What to do = Leave out the pictures and copy the remaining records exactly.

Input =
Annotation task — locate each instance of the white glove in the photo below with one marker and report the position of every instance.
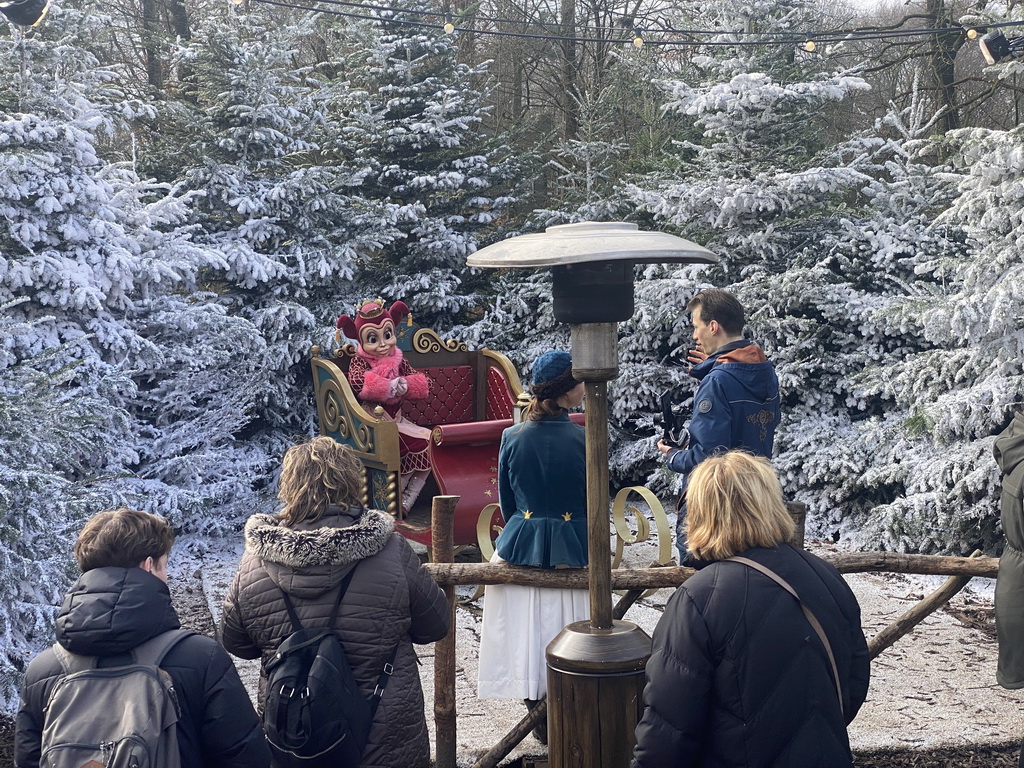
(398, 387)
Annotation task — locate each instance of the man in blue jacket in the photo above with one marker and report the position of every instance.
(736, 404)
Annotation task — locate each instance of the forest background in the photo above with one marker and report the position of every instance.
(192, 192)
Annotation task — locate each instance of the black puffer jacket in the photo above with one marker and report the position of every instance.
(391, 601)
(737, 676)
(107, 613)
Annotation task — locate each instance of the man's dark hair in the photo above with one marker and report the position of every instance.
(122, 538)
(722, 306)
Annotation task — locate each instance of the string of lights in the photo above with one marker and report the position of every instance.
(807, 41)
(638, 36)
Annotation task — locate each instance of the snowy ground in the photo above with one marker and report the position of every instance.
(935, 687)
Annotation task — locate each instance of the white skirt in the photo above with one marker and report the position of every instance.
(518, 624)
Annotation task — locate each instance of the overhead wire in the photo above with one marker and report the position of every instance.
(628, 35)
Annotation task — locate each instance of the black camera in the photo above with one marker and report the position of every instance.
(674, 431)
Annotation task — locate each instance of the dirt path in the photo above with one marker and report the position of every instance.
(933, 700)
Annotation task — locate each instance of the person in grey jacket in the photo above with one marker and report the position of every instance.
(120, 601)
(737, 675)
(1009, 451)
(323, 534)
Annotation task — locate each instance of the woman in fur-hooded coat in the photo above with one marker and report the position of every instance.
(306, 551)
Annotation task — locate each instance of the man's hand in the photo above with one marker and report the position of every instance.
(696, 355)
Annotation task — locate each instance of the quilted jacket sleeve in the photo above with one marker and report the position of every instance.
(677, 695)
(428, 607)
(232, 630)
(228, 731)
(36, 687)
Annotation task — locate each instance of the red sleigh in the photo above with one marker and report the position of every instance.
(474, 394)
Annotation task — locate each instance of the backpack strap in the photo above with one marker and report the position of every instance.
(154, 649)
(150, 652)
(811, 619)
(333, 620)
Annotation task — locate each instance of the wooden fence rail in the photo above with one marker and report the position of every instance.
(448, 573)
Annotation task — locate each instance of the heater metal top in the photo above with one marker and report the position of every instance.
(588, 242)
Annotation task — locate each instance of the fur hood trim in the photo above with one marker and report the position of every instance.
(268, 540)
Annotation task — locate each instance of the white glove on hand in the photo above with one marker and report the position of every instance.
(397, 387)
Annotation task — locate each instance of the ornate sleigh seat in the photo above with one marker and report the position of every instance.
(473, 397)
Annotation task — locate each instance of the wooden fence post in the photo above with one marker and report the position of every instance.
(442, 550)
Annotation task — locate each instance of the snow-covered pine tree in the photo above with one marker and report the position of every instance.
(960, 381)
(418, 129)
(758, 179)
(85, 247)
(282, 202)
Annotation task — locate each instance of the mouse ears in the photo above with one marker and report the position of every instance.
(370, 313)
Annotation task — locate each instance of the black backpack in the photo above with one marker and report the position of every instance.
(119, 717)
(314, 715)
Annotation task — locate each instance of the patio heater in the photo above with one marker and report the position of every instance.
(595, 668)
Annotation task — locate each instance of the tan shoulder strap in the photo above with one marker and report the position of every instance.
(811, 619)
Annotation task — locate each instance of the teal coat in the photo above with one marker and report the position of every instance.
(1009, 451)
(542, 489)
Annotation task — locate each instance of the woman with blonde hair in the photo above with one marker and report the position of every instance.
(322, 540)
(759, 658)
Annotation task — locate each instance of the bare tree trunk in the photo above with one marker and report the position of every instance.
(151, 37)
(942, 55)
(570, 105)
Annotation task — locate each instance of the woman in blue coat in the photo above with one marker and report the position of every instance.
(542, 487)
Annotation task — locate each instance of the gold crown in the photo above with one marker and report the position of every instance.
(370, 314)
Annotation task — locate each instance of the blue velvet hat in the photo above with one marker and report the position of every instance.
(550, 366)
(552, 375)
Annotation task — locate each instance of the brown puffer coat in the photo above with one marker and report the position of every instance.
(391, 600)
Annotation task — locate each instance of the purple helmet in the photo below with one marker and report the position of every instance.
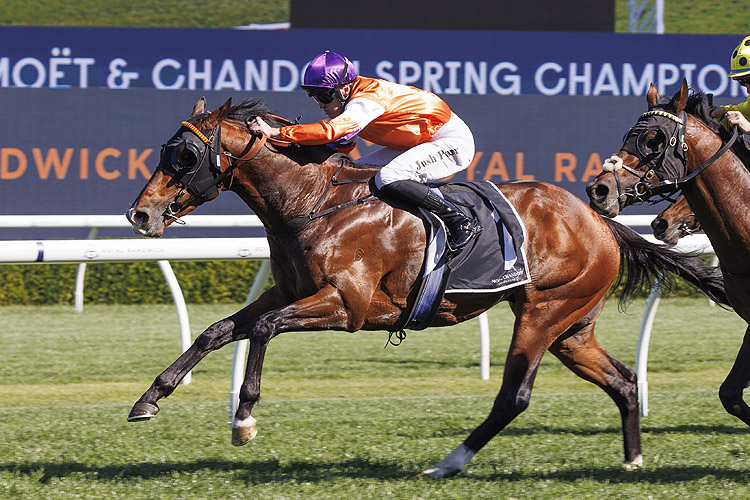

Response to this exercise =
Annotation task — locate each instance of the white glove in the photo below with one marker and report the position of every instance.
(398, 387)
Annotation task — locate each instance of the man in blue jacket in the photo above with one marker and report the position of every instance.
(736, 404)
Annotation task — locate each instance of the forest background in the photo above with one marker and report the position of every instance.
(192, 192)
Annotation task — locate each instance of the black puffer jacket in the photo above with one marker and report the position of every instance.
(391, 601)
(737, 676)
(107, 613)
Annotation task — locate each instance of the man's dark hair in the photo above with one marker and report the position of every instance.
(122, 538)
(722, 306)
Annotation task — locate each instance of the string of lights in the photo above with one marker and report the position of every instance.
(807, 41)
(638, 36)
Annotation task — locate each instance of the snowy ground in the photo above with one marker and report the position of every instance.
(935, 687)
Annotation task — locate each instance of the white skirt in the photo above with one marker and report the position of every instance.
(518, 624)
Annotation task — locate each instance of the overhead wire in the photo above with one marker and report the position of every instance.
(628, 35)
Annotation task — locate each instance of the black camera in the photo above with one marker and report the position of every instance.
(674, 431)
Annotation task — locate each instance of the dirt path in the photo above with one marker and report the position of every instance.
(933, 700)
Annotation task — locate each instance of the person in grey jacket in the photo above with one marker and report the position of every instance.
(120, 601)
(737, 675)
(1009, 451)
(323, 534)
Annotation task — locate each instance of the woman in fur-hooded coat in the photo above with one marker and report the position of every instance.
(306, 551)
Annotation task — locate each instance of the man's hand in the photo above with one marker and report the position of every instance.
(696, 355)
Annotation task — locate each instance of the quilted jacket sleeve in the photo above with one marker and report the position of every instance.
(677, 695)
(428, 607)
(232, 630)
(228, 731)
(36, 687)
Annotation task — locate each instance of the red sleigh in the photo above with one marker and report the position of every instance.
(474, 394)
Annotation task — locate each instance of the backpack strap in the photo above with one marker and report the position of every instance.
(154, 649)
(150, 652)
(811, 619)
(333, 620)
Annotation task — locate each instance of the wooden fence rail in the photo above with one marker and report the position of every instance.
(448, 573)
Annotation task — locate each instance of the heater metal top in the photo above with one marker and report the position of every instance.
(588, 242)
Annotation task — locate each instance of the fur hood trim in the photo above with one marker and report the position of every instance.
(268, 540)
Annotation task — locate each instance of the white glove on hand in the photo above with one marker and report the position of every instance.
(397, 387)
Annotation task — locate each instance of the ornate sleigh seat in the photo above with one marker and report the position of every instance.
(473, 397)
Annotation task — locate each instance of the wooden fence post in the photo above with one marker and report the position of every instance.
(442, 550)
Annotation task — locate each instance of the snow-covered pine tree in the photo above with one marker and report the position of every instance.
(960, 381)
(418, 129)
(758, 179)
(85, 247)
(282, 202)
Annotation task — locate each instance of the mouse ears in the photo above with one marker and report the position of every instance.
(370, 313)
Annotation task — locate each instance of the black backpack in the photo above with one marker and report the position of every instance.
(119, 717)
(314, 715)
Annotation task — locate each instance of the patio heater in the photo above with one marker and report the position of every instance.
(595, 668)
Annotation task — locate each instance of the tan shoulder strap in the photo above with one marker and report the position of every instance.
(811, 619)
Annotation task — locate each instance of the teal coat in the photo above with one marker and report the position of every instance.
(1009, 451)
(542, 489)
Annotation task — locate each instance of the woman with blonde hair in the photo above with one marker and report the position of every instance.
(322, 540)
(759, 658)
Annotation task — locate each instance of the bare tree trunk in the photo above with one marker and report the position of every instance.
(151, 37)
(942, 55)
(570, 105)
Annotation task — locate each instance of the woman in blue coat in the photo above with one marker and report the position of every instance.
(542, 487)
Annotation task — locate each instance of the gold crown in the photo above with one marker and report the position of every instance.
(370, 314)
Annotation task — locate each instance of the blue velvet hat in the photo above with one marker and report the position of every instance.
(550, 366)
(552, 375)
Annotation task — locate each instance of the brown puffer coat in the photo above with one marker and report the position of every instance.
(391, 600)
Annotation task — locate each instance of the purple helmet in the photo below with one marker and report the position of every instance.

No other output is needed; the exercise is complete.